──────── Records to process ────────

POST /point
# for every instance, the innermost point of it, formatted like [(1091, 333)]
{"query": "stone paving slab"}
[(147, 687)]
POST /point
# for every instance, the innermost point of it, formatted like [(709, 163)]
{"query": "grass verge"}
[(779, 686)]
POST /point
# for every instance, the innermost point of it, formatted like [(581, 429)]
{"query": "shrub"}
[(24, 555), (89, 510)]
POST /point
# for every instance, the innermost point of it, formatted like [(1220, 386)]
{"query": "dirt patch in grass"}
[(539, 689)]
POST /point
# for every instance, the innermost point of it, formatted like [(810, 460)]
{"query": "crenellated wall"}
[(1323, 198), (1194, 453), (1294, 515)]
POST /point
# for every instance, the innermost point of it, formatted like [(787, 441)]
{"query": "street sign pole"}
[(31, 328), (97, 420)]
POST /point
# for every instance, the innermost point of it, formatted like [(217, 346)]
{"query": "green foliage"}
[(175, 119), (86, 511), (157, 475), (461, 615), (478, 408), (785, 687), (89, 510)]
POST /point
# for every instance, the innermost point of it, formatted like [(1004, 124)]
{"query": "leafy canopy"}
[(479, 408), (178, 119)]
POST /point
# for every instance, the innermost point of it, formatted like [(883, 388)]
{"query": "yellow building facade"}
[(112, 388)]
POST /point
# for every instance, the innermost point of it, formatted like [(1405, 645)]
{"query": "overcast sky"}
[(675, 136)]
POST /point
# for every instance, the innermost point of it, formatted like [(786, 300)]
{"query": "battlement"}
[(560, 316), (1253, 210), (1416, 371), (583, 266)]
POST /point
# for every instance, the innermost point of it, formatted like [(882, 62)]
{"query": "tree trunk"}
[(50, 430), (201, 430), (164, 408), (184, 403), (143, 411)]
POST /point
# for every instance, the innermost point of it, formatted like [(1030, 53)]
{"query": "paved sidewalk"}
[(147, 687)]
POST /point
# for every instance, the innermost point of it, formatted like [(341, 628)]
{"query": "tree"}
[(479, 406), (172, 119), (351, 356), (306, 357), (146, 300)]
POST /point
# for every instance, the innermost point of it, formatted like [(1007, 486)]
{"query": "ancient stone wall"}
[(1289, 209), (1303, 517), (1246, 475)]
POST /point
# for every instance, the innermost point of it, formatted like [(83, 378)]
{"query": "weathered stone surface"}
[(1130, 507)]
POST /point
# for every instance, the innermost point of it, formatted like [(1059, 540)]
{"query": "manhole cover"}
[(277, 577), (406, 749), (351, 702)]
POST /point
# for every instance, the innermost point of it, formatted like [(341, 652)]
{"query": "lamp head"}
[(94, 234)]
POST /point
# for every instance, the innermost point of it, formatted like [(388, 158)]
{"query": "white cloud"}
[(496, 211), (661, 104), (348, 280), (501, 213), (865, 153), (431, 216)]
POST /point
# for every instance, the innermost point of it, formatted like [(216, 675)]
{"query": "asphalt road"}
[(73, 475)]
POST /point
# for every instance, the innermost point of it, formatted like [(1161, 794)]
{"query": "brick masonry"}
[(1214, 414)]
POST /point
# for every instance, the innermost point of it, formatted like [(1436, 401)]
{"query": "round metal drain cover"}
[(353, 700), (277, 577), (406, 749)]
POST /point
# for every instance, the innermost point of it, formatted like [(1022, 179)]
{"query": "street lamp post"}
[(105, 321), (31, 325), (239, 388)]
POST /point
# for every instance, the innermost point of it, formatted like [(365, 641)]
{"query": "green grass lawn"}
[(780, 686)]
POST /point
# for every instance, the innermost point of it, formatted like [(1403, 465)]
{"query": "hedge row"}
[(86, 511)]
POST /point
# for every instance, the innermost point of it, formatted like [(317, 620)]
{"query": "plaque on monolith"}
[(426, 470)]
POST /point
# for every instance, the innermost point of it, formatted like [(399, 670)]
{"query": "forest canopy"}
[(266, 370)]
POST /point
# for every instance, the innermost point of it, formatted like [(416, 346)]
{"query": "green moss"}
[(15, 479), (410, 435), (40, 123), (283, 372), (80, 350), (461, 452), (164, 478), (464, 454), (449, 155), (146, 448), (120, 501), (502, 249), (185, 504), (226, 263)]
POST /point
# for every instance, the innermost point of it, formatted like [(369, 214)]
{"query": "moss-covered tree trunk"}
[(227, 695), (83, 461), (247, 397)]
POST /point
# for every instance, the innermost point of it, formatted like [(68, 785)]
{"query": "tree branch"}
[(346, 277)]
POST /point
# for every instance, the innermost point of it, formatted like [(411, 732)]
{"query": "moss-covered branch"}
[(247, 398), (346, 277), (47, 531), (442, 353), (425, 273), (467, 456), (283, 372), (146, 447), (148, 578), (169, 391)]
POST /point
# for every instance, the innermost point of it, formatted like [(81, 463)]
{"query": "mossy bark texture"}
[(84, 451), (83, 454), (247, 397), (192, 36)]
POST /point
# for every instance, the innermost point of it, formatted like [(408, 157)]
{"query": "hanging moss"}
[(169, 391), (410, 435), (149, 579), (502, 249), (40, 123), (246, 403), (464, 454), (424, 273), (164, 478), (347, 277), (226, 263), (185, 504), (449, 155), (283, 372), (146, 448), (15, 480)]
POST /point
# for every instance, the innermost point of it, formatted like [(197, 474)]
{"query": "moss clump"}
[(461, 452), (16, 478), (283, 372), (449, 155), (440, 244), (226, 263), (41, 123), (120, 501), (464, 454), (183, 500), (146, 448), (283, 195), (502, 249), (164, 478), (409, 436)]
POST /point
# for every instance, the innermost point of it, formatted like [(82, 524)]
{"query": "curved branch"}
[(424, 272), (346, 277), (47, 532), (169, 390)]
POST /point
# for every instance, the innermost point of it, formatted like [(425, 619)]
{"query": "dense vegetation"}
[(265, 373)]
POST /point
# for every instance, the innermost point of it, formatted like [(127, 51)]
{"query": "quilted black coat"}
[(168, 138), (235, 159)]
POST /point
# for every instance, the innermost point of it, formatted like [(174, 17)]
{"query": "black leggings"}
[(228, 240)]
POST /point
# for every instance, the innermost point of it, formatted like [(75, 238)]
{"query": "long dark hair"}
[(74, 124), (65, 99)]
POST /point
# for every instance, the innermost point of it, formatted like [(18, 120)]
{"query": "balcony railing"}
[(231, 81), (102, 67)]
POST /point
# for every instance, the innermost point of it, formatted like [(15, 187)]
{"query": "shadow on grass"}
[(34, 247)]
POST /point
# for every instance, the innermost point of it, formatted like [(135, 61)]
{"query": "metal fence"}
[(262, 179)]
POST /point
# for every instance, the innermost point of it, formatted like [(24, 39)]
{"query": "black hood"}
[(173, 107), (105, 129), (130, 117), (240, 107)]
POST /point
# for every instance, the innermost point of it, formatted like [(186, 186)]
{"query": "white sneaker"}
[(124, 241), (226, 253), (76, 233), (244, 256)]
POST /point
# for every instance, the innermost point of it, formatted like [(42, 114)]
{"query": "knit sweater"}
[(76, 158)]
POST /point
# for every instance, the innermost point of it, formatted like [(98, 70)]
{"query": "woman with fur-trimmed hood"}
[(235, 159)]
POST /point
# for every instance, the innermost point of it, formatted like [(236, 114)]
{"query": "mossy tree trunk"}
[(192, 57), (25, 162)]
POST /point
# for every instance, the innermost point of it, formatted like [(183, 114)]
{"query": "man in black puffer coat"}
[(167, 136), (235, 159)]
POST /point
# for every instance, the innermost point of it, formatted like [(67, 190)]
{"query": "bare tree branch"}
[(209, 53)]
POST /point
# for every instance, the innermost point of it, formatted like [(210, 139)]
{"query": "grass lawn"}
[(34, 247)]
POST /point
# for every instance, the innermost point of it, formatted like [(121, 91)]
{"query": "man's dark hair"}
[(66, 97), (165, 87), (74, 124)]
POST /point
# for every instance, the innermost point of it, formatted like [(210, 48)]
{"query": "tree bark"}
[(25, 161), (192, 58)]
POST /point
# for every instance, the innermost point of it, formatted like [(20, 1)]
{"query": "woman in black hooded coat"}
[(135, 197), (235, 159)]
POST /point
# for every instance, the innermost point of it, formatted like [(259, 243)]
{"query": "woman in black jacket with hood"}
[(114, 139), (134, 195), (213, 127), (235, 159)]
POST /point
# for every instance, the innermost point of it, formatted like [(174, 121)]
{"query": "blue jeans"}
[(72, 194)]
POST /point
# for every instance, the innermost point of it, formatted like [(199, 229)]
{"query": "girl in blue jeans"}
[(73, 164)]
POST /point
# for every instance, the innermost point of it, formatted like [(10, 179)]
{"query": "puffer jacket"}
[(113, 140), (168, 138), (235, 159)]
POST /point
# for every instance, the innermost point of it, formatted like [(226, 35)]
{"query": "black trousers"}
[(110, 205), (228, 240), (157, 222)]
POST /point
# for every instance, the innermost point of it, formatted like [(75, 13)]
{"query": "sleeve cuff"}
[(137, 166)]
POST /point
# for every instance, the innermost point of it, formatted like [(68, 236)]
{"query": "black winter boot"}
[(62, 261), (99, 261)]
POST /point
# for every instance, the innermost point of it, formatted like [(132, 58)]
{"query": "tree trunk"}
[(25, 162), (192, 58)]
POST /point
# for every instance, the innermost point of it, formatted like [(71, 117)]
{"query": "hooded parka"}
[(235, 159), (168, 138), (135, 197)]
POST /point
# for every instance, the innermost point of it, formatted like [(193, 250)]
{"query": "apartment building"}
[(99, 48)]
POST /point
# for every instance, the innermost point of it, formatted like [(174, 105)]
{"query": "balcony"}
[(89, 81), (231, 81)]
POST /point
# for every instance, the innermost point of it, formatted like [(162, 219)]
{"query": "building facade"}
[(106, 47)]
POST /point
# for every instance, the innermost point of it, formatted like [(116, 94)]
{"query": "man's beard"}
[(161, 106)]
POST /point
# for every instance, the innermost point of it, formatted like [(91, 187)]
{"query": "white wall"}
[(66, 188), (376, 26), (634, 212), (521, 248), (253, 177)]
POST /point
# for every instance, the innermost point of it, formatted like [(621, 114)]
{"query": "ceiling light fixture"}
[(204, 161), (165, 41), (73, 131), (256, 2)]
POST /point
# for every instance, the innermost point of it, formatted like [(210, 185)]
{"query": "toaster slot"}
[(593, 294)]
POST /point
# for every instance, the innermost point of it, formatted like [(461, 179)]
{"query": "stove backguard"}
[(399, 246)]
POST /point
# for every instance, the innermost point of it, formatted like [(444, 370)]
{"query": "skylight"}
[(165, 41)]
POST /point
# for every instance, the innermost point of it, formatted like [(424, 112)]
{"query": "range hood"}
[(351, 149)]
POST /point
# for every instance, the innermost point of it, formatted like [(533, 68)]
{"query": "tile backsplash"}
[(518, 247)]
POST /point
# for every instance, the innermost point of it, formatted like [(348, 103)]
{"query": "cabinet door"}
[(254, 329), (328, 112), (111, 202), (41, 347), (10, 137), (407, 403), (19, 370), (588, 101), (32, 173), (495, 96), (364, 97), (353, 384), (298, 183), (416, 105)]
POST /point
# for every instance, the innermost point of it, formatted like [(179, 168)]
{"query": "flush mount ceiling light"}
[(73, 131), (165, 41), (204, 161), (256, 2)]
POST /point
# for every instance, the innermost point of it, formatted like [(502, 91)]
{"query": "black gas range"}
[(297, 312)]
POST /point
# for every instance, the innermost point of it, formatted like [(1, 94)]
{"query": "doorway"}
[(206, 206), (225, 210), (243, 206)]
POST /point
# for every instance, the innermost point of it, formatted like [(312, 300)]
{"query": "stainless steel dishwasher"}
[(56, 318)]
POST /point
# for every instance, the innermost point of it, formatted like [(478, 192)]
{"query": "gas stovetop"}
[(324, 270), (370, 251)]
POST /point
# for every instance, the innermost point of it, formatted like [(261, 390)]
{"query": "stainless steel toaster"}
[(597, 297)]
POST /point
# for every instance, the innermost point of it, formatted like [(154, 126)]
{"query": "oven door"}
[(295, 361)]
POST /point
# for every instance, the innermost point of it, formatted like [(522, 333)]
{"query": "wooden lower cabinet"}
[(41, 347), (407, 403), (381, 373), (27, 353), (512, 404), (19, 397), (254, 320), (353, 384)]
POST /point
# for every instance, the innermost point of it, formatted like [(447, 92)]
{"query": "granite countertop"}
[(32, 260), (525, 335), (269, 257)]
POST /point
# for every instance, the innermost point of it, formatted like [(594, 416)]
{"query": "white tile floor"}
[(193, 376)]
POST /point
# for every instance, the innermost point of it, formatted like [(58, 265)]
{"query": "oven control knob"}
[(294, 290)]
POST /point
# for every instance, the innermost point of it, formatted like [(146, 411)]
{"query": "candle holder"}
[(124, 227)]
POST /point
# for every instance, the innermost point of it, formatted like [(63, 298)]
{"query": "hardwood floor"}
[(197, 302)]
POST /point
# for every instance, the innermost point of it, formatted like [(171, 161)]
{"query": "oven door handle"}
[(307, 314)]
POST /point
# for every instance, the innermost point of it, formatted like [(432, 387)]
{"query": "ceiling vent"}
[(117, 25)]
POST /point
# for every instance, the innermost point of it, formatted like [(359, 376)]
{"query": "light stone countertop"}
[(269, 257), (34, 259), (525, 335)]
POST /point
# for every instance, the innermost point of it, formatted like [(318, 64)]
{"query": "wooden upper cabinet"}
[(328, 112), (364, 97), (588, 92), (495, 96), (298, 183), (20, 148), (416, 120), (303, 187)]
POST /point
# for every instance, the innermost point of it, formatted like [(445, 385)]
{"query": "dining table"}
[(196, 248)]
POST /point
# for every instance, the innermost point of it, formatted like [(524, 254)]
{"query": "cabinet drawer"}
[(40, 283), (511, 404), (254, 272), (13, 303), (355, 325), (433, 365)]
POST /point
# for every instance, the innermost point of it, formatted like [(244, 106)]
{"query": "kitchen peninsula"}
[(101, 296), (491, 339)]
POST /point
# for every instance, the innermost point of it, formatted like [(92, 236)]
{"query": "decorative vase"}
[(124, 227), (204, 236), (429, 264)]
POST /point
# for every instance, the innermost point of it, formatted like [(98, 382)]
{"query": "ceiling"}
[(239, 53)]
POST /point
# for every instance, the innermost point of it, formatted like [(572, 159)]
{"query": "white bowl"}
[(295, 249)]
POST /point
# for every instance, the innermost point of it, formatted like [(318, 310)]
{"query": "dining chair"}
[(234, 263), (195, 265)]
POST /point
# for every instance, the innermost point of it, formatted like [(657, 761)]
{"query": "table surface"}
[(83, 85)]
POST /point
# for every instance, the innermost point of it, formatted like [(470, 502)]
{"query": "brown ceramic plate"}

────────

* Work to do:
Print, unchanged, every line of the items from the first line through the line containing "[(779, 686)]".

* Full answer:
POST /point
# for every instance, the innermost point of it, formatted like [(1091, 333)]
{"query": "stone paving slab"}
[(147, 687)]
POST /point
# for every instance, the innermost point of it, formatted like [(709, 163)]
{"query": "grass verge"}
[(779, 686)]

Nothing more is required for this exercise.